**What you are asked to do:**
The word "tractor" marks the lines you need; copy each of them from the data.

Collection entries

● ● ● ● ●

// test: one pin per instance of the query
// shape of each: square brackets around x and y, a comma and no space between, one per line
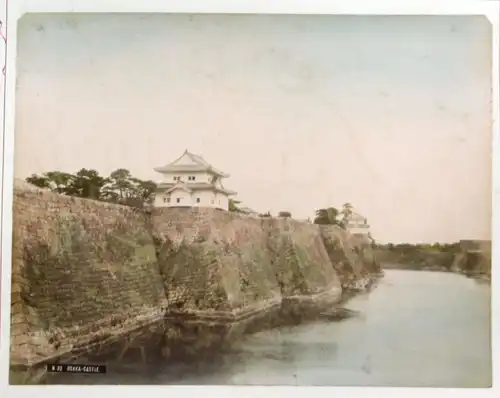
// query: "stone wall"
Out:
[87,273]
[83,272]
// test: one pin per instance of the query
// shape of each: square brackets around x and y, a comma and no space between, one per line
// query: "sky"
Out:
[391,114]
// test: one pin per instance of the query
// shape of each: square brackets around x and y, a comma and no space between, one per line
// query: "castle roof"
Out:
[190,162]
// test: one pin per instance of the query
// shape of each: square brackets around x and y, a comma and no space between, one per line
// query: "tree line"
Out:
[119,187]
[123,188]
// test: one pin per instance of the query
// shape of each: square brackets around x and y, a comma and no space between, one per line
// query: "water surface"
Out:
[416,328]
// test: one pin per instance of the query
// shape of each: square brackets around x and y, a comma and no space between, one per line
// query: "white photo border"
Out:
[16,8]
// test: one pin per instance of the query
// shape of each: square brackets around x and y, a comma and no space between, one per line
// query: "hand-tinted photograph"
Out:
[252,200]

● ● ● ● ●

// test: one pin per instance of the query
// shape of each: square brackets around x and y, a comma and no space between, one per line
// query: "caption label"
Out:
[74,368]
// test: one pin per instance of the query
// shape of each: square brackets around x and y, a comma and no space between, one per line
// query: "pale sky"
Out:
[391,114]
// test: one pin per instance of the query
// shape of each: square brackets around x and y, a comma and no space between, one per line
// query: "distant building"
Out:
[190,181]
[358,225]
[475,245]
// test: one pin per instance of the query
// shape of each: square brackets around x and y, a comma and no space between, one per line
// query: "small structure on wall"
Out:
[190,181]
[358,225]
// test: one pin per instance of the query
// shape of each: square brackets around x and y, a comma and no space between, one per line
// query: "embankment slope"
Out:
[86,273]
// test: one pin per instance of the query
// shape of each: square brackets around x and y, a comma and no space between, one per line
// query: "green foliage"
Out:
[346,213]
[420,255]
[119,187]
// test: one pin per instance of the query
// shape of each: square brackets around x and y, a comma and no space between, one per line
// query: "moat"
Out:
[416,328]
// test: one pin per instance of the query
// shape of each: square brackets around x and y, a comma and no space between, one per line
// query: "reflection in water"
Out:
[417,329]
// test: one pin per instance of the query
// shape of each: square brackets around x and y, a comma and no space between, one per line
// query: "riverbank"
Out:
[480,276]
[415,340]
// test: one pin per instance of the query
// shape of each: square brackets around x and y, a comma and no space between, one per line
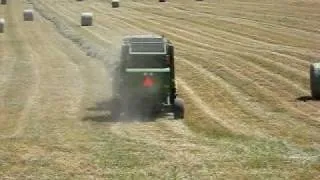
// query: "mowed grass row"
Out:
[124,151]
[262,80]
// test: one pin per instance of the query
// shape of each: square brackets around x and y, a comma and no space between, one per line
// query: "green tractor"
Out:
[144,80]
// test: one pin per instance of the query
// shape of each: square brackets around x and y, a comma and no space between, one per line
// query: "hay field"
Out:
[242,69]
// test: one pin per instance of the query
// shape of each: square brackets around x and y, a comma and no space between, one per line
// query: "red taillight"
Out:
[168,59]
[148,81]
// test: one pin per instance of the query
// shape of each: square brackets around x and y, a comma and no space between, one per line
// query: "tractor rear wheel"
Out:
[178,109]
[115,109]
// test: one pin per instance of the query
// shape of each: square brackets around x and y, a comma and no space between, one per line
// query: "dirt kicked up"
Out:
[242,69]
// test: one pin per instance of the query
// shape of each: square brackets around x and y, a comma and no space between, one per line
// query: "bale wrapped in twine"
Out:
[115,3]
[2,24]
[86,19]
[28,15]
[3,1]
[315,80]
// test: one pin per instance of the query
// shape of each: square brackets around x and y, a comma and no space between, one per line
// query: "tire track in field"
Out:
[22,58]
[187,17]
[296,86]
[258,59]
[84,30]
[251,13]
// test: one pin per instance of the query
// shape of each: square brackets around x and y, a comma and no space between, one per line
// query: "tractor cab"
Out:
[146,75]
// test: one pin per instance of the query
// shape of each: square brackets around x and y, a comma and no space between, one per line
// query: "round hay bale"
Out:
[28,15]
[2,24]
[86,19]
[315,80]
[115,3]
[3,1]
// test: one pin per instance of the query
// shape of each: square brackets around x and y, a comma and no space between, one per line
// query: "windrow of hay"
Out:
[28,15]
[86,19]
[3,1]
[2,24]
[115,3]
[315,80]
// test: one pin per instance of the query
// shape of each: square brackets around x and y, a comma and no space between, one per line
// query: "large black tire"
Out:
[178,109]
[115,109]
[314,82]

● ● ● ● ●

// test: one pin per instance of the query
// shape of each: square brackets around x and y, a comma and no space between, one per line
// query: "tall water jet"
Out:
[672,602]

● ● ● ● ●

**Answer to this problem:**
// query: "green tractor"
// query: "tractor rear wheel"
// query: "tractor cab"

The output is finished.